(Saved data entries)
== == ==
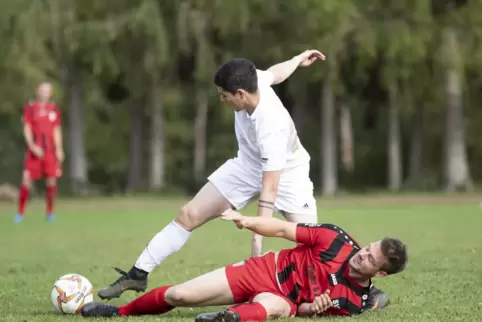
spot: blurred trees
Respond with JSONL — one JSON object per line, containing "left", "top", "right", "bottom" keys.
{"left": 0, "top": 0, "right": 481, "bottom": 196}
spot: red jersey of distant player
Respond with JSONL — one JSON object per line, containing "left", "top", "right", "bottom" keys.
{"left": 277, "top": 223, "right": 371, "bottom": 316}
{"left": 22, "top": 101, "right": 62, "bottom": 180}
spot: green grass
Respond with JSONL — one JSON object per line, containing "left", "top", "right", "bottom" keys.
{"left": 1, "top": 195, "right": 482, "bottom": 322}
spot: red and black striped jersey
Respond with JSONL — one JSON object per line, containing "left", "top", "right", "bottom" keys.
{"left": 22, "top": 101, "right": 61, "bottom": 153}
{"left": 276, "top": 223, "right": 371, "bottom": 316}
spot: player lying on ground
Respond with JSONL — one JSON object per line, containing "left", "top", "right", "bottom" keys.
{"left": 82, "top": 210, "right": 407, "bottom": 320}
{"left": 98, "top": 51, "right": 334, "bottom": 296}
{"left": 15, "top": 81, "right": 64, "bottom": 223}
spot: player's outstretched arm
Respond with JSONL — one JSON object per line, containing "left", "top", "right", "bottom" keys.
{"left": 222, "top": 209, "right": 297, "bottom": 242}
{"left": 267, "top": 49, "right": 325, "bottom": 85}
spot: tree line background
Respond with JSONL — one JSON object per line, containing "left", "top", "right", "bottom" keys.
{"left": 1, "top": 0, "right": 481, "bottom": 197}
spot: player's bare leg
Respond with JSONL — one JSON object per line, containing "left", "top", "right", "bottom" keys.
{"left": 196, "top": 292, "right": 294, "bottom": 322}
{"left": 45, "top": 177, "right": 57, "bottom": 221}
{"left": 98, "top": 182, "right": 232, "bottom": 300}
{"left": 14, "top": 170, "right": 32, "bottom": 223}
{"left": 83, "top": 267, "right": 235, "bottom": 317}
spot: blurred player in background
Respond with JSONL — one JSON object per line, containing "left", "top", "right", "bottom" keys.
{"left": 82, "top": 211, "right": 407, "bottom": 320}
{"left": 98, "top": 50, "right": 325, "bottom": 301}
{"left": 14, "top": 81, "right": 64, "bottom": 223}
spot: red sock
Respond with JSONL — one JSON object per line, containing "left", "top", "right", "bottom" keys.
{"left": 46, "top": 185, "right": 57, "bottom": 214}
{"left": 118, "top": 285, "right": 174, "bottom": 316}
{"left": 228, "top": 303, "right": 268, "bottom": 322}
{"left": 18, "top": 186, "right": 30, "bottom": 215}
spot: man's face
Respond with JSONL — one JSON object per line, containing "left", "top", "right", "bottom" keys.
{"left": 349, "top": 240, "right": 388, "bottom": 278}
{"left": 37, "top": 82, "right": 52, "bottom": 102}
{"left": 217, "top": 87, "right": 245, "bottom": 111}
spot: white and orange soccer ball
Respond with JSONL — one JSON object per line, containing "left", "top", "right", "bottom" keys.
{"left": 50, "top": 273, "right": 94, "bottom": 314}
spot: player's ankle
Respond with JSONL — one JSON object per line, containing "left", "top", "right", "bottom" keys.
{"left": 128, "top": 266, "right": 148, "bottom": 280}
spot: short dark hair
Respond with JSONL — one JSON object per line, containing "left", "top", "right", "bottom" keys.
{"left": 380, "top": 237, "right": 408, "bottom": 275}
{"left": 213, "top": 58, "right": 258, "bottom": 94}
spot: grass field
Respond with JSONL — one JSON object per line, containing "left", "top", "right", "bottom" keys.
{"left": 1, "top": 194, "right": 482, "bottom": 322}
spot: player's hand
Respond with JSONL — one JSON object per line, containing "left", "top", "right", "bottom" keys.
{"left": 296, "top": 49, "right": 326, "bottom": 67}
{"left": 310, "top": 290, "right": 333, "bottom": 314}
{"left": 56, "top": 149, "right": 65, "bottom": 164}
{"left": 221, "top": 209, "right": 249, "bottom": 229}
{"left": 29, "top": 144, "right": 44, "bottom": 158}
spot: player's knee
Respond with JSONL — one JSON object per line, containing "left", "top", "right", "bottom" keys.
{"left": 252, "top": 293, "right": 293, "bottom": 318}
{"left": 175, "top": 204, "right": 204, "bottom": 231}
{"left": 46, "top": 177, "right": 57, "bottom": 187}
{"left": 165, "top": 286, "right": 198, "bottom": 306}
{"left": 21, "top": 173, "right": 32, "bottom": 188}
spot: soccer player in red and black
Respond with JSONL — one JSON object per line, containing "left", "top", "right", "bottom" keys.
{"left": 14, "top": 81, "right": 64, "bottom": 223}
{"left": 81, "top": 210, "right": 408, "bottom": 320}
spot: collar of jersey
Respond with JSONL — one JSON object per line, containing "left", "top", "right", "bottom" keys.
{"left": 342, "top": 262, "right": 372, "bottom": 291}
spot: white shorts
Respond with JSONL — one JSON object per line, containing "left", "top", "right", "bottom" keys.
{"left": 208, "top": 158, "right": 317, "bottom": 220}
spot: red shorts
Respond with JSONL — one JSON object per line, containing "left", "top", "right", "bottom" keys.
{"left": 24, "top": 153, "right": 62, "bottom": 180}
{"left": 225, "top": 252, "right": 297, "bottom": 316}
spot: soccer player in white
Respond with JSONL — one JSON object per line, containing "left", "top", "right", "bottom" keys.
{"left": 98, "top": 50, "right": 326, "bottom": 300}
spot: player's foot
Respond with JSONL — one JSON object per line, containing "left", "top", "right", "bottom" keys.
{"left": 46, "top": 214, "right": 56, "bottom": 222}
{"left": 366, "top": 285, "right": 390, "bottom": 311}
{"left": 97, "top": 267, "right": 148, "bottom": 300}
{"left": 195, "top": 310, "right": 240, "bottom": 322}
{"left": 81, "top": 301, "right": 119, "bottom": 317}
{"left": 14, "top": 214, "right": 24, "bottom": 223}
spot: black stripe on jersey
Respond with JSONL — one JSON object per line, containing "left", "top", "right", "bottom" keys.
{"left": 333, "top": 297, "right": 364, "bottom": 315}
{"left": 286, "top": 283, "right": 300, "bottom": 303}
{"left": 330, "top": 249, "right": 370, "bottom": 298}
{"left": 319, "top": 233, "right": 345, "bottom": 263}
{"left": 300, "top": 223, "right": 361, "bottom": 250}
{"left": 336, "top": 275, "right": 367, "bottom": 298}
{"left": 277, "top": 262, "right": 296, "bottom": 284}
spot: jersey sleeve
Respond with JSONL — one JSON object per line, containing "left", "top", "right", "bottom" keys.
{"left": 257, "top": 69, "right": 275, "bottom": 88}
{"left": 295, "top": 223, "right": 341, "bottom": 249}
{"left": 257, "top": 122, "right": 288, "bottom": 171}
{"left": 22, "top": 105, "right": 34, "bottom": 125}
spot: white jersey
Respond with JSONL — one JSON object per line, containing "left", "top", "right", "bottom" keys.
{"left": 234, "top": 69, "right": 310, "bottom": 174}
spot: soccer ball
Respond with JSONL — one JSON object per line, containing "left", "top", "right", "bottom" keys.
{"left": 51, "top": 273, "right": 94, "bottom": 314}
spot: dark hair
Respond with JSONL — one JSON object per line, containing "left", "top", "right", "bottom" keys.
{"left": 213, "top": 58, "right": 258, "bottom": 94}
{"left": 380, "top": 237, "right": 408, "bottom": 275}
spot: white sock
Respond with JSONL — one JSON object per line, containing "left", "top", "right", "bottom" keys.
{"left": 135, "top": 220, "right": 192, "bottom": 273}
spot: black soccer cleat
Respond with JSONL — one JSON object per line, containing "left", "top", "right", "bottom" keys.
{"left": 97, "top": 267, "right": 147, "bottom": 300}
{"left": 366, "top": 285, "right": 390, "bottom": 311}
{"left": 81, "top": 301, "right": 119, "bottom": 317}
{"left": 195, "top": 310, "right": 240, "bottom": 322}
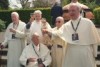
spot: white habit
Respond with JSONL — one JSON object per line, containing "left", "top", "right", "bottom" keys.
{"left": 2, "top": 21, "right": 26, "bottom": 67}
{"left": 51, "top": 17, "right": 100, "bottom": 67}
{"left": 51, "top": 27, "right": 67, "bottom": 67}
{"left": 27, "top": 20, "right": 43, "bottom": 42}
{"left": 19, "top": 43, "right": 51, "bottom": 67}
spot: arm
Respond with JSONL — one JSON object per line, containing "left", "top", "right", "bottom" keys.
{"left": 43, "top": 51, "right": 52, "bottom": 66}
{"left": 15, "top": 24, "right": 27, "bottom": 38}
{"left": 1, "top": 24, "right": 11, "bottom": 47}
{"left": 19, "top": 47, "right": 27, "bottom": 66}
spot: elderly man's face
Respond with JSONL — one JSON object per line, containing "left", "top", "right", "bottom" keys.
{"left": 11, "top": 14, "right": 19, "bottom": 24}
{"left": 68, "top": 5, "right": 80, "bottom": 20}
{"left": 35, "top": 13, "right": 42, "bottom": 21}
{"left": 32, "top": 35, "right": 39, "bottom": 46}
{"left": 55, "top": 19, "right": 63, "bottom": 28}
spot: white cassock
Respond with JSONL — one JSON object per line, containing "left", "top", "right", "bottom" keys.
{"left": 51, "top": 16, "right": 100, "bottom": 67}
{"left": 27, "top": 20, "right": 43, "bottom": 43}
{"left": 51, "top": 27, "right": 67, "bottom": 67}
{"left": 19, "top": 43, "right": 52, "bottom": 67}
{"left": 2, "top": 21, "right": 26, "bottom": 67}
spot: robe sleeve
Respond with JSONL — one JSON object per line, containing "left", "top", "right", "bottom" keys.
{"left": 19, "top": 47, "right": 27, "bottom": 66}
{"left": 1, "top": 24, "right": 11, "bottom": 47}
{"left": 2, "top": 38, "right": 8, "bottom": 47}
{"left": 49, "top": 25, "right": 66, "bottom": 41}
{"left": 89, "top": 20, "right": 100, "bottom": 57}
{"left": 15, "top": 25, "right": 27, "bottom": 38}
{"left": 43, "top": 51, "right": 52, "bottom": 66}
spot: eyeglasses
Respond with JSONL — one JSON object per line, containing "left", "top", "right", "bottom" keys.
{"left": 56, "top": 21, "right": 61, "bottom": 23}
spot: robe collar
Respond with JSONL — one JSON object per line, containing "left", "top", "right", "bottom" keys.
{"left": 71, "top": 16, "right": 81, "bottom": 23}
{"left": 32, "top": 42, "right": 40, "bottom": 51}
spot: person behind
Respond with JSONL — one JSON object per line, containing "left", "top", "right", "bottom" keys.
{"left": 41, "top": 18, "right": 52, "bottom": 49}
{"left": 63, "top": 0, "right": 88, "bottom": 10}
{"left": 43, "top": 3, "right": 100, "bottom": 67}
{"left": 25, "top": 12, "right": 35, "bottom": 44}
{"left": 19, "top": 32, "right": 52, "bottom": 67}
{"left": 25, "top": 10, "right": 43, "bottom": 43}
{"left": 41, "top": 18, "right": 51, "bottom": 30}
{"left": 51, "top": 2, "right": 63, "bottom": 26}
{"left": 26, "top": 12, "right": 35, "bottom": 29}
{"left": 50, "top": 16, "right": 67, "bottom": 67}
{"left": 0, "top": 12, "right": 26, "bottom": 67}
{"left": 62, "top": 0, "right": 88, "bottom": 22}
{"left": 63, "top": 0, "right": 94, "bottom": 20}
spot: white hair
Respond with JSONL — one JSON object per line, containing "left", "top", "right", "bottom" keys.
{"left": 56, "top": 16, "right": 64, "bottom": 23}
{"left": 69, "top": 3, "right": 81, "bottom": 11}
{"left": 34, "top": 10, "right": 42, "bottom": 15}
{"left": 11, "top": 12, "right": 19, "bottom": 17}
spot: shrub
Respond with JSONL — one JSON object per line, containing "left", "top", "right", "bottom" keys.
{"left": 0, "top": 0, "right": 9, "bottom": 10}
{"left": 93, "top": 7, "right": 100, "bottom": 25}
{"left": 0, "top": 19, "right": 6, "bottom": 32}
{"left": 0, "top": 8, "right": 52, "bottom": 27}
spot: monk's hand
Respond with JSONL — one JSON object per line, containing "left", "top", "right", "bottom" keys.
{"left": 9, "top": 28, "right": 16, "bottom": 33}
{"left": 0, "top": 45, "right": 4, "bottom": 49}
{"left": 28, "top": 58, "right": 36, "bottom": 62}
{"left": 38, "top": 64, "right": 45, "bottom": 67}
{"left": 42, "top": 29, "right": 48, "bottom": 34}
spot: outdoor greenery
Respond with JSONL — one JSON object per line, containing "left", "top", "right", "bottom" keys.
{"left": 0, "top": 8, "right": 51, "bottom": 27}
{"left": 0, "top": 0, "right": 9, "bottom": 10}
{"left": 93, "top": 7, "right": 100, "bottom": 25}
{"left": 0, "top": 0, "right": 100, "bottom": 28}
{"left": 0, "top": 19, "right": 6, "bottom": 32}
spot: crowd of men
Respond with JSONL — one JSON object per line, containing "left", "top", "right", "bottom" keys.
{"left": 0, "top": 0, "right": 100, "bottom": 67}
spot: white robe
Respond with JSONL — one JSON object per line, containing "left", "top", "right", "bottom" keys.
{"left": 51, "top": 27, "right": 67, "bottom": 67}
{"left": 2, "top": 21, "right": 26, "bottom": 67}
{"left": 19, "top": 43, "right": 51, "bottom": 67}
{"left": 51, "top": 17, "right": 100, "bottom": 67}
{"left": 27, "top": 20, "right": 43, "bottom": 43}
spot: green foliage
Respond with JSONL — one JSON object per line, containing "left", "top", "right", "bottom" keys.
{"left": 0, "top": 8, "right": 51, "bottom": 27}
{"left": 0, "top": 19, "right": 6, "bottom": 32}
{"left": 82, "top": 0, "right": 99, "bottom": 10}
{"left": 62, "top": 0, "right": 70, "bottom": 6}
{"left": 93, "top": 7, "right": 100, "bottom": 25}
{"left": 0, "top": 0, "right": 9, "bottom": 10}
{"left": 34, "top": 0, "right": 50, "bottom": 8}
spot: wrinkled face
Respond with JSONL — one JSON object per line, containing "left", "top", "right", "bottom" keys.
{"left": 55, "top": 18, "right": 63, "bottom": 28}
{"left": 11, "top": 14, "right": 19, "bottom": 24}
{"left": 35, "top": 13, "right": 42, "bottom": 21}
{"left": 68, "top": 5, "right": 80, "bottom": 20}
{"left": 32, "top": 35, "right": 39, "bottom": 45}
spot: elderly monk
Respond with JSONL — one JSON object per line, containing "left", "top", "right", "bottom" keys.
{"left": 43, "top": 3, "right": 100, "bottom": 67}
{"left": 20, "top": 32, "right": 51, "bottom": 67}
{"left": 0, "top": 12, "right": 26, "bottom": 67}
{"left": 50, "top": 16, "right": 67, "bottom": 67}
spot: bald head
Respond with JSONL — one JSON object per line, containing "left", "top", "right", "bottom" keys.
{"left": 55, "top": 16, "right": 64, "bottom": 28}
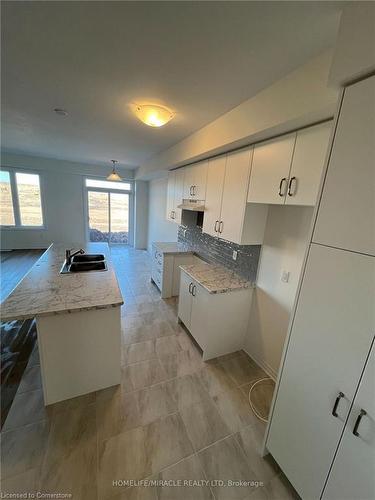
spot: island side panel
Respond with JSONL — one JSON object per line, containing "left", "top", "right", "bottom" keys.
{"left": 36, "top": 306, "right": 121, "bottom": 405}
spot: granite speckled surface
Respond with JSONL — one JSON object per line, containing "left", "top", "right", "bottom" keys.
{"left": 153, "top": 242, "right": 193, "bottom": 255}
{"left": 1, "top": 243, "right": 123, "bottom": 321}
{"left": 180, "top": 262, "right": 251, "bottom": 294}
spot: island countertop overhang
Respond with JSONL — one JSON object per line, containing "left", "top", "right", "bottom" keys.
== == ==
EXERCISE BRIEF: Count how many lines above hold the word "collar", then reply with that number alone.

EXPECTED OUTPUT: 2